- TASKS TO CARRY OUT -
A - In the hydraulic fracturing text, where is wastewater typically disposed of?
B - Give a two-sentence summary of the hydraulic fracturing text.

- TEXT BLOCK -
——————————

Hydraulic fracturing

An oil production technique known as hydraulic fracturing, or fracking, is used to produce oil from shale and other tight geologic formations. This technique has allowed the United States to significantly increase domestic oil production and reduce U.S. oil imports. Hydraulic fracturing has some effects on the environment. Fracturing rock requires large amounts of water, and it uses potentially hazardous chemicals to release the oil from the rock strata. In some areas of the country, significant water use for oil production may affect the availability of water for other uses and can potentially affect aquatic habitats. Faulty well construction or improper handling may result in leaks and spills of fracturing fluids.

Hydraulic fracturing also produces large amounts of wastewater that may contain dissolved chemicals and other contaminants, which may require treatment before disposal or reuse. Because of the amount of water used and the complexity of treating some of the wastewater components, treatment and disposal are important and challenging issues. Wastewater is frequently disposed of by injection into deep wells, typically into saltwater aquifers. The injection of wastewater can cause earthquakes that may cause damage and are large enough to be felt.

——————————

(Referring expression data)

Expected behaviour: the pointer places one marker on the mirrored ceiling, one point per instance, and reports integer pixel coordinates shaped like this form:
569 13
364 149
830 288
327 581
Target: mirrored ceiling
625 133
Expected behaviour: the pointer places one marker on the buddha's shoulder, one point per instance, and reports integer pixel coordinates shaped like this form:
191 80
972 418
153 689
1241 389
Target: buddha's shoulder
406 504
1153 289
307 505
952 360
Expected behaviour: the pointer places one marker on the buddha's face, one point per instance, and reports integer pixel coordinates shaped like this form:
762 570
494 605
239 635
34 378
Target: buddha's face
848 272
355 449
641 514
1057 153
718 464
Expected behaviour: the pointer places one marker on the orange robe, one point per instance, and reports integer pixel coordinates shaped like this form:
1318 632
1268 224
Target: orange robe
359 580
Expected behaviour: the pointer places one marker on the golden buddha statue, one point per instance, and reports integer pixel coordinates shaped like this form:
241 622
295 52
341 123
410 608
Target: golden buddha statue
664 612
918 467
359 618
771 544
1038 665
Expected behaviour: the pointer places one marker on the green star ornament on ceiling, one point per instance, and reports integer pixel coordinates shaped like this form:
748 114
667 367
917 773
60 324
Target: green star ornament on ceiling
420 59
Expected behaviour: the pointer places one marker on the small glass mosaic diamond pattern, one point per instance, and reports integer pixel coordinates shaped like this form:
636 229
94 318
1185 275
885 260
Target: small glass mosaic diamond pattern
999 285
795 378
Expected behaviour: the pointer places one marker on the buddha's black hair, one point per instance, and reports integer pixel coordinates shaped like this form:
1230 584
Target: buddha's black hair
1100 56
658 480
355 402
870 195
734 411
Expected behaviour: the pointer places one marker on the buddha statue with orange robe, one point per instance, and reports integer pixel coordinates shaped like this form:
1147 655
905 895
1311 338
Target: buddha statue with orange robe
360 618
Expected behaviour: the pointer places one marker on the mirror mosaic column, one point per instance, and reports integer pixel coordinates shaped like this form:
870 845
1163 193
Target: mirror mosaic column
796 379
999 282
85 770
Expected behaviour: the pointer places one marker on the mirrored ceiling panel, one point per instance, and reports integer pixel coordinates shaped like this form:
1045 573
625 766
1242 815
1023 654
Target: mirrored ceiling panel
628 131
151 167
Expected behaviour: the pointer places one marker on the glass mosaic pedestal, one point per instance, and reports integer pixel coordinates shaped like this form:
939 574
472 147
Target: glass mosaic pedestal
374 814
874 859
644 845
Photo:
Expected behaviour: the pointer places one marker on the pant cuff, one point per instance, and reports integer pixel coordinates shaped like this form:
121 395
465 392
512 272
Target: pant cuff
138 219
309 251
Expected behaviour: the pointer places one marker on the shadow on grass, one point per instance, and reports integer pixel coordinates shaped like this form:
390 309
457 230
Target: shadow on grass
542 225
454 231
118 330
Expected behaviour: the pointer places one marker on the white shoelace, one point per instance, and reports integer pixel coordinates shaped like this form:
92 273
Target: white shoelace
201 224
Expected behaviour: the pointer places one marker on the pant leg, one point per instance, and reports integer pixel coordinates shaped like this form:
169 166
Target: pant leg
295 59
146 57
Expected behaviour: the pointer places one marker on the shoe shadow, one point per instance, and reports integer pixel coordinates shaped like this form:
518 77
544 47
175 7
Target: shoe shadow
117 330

——————————

- SOLUTIONS TO THE TASKS -
A - By injection into deep wells, typically into saltwater aquifers.

B - Hydraulic fracturing, or fracking, produces oil from shale and other tight formations and has let the United States significantly raise domestic oil production and cut oil imports. It also affects the environment: it uses large amounts of water and potentially hazardous chemicals, it can cause leaks and spills, and it generates wastewater whose disposal by deep-well injection can cause earthquakes.